## Lavoro da svolgere:
- A) Riassumi il brano fornito in due frasi.
- B) Restituisci senza modifiche la parte del brano fornito che si apre con le parole contenenti "Non si può, in" e si chiude con "mantenimento della biodiversità.".

## Brano fornito:
Questa accresciuta consapevolezza ci impone di trovare modelli alternativi per uscire dalla crisi attuale ed evitare di continuare, come nel passato, a basare il sistema economico e produttivo sullo sfruttamento delle risorse naturali, soprattutto se non rinnovabili e limitate, come il suolo. L’auspicata ripresa, invece, potrebbe partire dalla necessità di rigenerare l’ambiente e il territorio dove abitiamo, dalle grandi città ai piccoli borghi, riutilizzando e riqualificando l’esistente e il patrimonio costruito, puntando sull’elevata qualità ecologica e paesaggistica, sulla tutela della biodiversità, sulla conservazione e sul ripristino degli spazi naturali interni ed esterni alle città, affinché assicurino servizi ecosistemici indispensabili anche al benessere sociale ed economico. Una strategia che, allo stesso tempo, permetterebbe di stimolare e rilanciare l’edilizia di qualità, più orientata alla manutenzione, al recupero, alla rigenerazione e al miglioramento del nostro ambiente di vita.

Non si può, in altri termini, pensare di fondare la ripresa su nuove costruzioni e altro consumo di suolo, stimolando ulteriormente un pericoloso processo, guidato prevalentemente dalla rendita urbana, di progressiva densificazione e saturazione dei preziosi spazi agricoli e naturali residui all’interno delle aree urbane (spesso chiamati “vuoti urbani” per negarne l’importanza ecologica e sociale), che sono essenziali per la qualità della vita dei cittadini, dell’ambiente e del paesaggio, oltre a essere fondamentali per il corretto deflusso delle acque meteoriche, per la mitigazione del rischio idrogeologico, per l’adattamento ai cambiamenti climatici, per il mantenimento della biodiversità.

## Righe archiviate:
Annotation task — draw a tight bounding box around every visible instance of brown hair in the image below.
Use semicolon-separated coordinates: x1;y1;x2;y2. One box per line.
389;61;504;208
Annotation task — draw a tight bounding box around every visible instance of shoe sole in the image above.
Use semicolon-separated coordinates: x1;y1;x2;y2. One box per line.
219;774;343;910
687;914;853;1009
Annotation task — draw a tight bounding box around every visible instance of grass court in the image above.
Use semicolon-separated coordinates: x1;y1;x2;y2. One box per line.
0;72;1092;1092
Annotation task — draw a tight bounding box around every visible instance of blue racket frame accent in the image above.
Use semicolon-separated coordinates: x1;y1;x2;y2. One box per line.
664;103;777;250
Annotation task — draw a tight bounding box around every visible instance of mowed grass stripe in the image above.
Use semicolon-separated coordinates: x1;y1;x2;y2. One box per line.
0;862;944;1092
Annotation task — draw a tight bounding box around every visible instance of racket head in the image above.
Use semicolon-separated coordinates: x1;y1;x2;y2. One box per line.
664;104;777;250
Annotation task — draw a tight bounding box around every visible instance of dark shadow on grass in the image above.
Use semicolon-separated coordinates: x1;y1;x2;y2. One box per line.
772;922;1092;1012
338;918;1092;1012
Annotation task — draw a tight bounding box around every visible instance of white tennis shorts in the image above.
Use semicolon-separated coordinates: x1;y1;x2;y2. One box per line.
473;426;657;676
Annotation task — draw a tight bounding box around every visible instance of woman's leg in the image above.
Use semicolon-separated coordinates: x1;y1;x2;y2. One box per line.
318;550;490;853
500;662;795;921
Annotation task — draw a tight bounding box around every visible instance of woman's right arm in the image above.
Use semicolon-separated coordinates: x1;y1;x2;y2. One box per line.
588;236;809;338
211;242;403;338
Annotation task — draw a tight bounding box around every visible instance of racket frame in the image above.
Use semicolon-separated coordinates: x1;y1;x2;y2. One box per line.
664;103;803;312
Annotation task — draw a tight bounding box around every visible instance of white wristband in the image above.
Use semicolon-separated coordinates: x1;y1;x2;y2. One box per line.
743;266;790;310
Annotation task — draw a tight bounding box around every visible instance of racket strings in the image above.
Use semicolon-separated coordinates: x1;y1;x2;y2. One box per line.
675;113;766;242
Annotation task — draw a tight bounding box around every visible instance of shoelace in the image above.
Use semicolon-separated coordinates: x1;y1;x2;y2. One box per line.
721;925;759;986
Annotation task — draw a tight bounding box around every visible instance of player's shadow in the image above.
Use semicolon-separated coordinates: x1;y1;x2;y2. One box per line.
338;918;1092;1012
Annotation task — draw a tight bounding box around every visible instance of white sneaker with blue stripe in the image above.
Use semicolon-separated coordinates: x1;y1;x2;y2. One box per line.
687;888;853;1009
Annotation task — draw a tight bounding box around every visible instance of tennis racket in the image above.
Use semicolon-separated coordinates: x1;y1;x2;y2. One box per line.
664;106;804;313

...

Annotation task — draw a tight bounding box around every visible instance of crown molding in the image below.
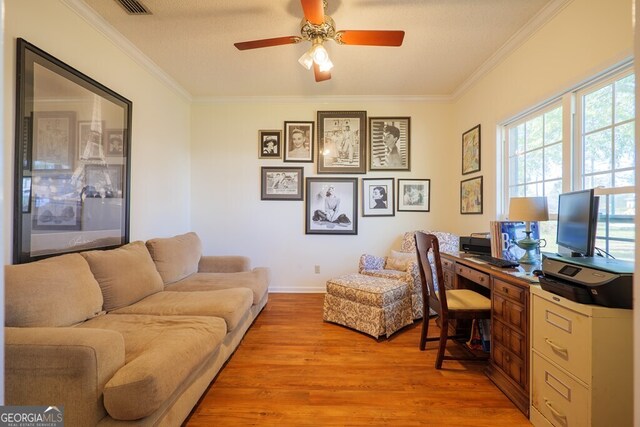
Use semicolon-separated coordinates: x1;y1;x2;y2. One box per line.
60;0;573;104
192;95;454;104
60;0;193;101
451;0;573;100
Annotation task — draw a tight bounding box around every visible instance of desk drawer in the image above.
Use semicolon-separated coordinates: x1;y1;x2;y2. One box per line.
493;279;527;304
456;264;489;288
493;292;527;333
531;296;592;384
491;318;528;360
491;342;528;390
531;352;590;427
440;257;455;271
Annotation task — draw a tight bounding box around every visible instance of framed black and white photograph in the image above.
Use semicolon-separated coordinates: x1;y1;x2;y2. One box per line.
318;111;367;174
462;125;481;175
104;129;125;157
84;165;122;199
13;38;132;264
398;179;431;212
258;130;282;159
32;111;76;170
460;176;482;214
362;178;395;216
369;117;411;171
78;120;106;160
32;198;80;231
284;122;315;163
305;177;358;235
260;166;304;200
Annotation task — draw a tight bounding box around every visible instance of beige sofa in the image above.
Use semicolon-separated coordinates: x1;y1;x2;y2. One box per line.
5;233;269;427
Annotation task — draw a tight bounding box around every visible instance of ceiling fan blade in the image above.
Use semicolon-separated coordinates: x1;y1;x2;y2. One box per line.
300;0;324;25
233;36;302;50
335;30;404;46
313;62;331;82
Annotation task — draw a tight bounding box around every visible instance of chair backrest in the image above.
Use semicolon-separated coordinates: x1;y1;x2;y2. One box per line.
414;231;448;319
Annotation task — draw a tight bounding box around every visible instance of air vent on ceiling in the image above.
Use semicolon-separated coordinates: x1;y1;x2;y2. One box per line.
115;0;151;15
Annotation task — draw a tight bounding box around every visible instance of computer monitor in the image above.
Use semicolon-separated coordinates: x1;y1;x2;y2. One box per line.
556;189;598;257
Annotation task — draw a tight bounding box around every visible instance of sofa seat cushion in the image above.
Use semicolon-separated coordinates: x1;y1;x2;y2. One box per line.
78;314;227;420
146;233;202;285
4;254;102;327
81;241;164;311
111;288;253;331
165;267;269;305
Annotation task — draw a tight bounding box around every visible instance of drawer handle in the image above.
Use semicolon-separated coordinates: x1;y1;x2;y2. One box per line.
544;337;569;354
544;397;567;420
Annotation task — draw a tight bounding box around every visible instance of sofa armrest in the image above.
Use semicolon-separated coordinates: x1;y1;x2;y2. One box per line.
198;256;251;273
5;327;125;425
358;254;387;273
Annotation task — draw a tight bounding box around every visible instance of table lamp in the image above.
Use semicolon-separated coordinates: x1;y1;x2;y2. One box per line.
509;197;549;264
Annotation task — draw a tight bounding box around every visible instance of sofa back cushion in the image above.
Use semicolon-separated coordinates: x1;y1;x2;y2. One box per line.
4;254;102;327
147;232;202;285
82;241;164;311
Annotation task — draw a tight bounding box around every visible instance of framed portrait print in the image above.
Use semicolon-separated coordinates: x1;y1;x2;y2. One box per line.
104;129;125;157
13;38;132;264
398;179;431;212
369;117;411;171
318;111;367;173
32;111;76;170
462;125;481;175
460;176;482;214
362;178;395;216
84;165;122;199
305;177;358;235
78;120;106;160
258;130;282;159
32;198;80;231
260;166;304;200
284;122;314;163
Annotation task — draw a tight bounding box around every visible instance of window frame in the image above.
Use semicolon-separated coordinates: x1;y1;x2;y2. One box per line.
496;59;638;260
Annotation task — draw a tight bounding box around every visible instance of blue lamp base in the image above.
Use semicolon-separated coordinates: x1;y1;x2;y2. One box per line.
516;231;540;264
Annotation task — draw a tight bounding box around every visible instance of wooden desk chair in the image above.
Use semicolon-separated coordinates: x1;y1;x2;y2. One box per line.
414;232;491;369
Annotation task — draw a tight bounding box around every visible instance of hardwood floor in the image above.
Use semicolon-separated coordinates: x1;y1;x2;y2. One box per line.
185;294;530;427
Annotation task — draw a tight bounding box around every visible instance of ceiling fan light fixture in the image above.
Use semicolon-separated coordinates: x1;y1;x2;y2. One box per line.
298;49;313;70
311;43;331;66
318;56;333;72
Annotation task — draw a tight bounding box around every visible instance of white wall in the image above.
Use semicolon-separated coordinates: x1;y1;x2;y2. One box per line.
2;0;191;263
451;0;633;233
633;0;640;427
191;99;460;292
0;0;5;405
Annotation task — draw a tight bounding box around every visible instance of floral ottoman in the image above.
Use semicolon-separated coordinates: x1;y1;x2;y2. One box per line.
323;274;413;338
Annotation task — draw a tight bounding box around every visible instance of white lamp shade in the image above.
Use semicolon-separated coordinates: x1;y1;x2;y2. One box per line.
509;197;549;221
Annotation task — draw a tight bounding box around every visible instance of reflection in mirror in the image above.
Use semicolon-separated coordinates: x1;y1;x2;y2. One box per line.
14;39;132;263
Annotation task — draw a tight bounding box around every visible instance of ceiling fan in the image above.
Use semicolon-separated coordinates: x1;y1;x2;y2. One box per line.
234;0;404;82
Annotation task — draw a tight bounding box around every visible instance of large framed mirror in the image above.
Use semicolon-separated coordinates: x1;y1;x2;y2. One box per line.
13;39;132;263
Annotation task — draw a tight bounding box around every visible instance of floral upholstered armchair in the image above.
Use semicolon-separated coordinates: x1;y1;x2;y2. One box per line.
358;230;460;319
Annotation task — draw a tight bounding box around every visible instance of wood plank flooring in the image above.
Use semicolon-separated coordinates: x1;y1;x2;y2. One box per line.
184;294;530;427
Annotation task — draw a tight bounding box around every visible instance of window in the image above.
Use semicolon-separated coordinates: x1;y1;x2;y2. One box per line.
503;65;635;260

## Soluzioni in ordine:
- A) La ripresa dalla crisi non dovrebbe basarsi sullo sfruttamento di risorse limitate e non rinnovabili come il suolo, ma sulla rigenerazione dell'ambiente e del territorio, riutilizzando il patrimonio costruito e rilanciando un'edilizia di qualità orientata alla manutenzione e al recupero. Fondare la ripresa su nuove costruzioni e altro consumo di suolo saturerebbe gli spazi agricoli e naturali residui nelle aree urbane, che sono essenziali per la qualità della vita, il deflusso delle acque meteoriche, la mitigazione del rischio idrogeologico, l'adattamento ai cambiamenti climatici e la biodiversità.

- B)
Non si può, in altri termini, pensare di fondare la ripresa su nuove costruzioni e altro consumo di suolo, stimolando ulteriormente un pericoloso processo, guidato prevalentemente dalla rendita urbana, di progressiva densificazione e saturazione dei preziosi spazi agricoli e naturali residui all’interno delle aree urbane (spesso chiamati “vuoti urbani” per negarne l’importanza ecologica e sociale), che sono essenziali per la qualità della vita dei cittadini, dell’ambiente e del paesaggio, oltre a essere fondamentali per il corretto deflusso delle acque meteoriche, per la mitigazione del rischio idrogeologico, per l’adattamento ai cambiamenti climatici, per il mantenimento della biodiversità.